§ **Document section**:
*** Block opens ***

Poultry and captive birds must be kept inside from next week

Poultry and other birds will have to be kept indoors from Monday to prevent the spread of bird flu.

Birds must be kept indoors from Monday to help prevent the spread of bird flu: Danny Lawson/PA Wire.
Birds must be kept indoors from Monday to help prevent the spread of bird flu: Danny Lawson/PA Wire.

The Chief Veterinary Officers for England, Scotland, Wales and Northern Ireland have agreed to bring in new measures to help protect poultry and captive birds.

It follows a number of confirmed cases of Avian Influenza across Great Britain in recent weeks, including one at Chirk on the Shropshire border.

A protection zone, surveillance zone and restricted zone were been put in place around the small infected poultry premises in the town to limit the risk of the disease spreading at the beginning of November.

Now all keepers whether they have a couple of chickens in the garden or thousands on a farm will be legally required to keep their birds housed or kept separate from wild birds, the Government has announced.

*** Block closes ***

§ **Given entries**:

*** Block opens ***

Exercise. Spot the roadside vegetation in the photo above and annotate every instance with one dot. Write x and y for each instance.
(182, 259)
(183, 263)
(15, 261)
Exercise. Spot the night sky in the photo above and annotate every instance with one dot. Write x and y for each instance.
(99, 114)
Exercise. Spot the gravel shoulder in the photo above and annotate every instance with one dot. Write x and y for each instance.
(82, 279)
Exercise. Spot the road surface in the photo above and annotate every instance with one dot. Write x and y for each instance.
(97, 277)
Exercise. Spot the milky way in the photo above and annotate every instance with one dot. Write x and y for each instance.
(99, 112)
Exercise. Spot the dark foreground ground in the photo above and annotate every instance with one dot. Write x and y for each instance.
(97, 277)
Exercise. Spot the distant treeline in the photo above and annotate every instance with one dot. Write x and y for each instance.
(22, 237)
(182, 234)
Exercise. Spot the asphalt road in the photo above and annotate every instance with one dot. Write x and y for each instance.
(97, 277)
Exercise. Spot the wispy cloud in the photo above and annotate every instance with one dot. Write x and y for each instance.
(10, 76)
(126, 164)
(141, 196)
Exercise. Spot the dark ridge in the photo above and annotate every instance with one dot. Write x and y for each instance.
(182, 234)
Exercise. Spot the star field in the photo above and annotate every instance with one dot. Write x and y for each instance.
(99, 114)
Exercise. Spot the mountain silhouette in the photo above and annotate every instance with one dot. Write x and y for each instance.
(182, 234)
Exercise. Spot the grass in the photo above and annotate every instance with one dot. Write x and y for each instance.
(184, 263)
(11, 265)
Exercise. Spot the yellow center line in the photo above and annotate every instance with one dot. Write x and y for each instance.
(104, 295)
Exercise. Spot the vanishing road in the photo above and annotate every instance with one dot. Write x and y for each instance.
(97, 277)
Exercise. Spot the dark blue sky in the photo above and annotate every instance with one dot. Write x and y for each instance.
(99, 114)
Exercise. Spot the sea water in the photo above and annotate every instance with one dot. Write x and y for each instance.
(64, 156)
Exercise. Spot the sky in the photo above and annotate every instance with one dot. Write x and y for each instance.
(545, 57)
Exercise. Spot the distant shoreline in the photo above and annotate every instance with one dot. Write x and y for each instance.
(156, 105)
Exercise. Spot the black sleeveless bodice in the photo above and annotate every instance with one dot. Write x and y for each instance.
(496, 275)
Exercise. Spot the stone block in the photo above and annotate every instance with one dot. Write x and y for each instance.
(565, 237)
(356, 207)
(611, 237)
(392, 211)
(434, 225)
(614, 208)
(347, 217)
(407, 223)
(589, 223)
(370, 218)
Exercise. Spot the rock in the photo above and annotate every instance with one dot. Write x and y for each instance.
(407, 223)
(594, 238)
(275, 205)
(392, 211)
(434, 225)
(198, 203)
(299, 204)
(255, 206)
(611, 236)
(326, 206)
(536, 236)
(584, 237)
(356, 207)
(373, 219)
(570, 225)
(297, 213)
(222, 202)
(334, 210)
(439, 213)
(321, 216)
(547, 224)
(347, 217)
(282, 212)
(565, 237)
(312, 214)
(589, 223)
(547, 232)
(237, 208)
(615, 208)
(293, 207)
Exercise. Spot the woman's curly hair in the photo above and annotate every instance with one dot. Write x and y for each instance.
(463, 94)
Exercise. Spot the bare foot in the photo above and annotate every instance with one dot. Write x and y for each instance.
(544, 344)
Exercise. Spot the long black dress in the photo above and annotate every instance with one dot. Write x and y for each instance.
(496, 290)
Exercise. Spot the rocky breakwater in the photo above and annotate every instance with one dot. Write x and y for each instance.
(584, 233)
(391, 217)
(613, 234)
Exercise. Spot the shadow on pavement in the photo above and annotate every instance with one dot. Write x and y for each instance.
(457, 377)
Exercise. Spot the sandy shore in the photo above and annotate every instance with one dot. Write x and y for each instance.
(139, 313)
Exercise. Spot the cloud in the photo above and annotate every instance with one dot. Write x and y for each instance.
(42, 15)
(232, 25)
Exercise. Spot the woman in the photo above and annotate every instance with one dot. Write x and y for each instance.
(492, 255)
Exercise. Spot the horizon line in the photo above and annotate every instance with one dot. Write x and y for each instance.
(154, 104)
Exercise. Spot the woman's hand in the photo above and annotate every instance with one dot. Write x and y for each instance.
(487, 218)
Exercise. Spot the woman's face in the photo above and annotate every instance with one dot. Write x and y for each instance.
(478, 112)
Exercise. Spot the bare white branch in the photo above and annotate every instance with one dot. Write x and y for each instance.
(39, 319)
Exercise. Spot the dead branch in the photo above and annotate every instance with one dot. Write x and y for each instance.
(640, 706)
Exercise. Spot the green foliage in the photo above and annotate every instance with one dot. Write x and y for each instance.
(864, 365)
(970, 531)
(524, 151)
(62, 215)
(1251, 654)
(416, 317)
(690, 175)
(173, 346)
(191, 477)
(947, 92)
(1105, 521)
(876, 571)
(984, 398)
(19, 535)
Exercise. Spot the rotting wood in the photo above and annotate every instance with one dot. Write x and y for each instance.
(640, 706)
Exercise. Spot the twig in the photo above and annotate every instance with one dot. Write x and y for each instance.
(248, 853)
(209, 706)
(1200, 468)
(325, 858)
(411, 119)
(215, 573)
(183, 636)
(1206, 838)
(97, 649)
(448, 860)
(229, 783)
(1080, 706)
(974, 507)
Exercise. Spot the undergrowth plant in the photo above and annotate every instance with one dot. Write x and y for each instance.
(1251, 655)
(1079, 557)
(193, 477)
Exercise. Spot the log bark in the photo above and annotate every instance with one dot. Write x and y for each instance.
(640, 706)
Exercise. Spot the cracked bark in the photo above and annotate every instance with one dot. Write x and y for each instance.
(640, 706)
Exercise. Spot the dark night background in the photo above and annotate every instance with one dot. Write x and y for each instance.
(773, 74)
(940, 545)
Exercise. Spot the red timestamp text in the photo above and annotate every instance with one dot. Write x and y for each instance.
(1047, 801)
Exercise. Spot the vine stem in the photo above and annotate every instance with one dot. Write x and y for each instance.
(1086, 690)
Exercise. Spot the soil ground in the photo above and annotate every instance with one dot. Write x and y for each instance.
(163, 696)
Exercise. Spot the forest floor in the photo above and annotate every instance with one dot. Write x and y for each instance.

*** Block closes ***

§ **Problem**:
Copy the stretch of the bird flu article from "A protection zone, surveillance" through "beginning of November." without changing any wording.

§ **Solution below**:
A protection zone, surveillance zone and restricted zone were been put in place around the small infected poultry premises in the town to limit the risk of the disease spreading at the beginning of November.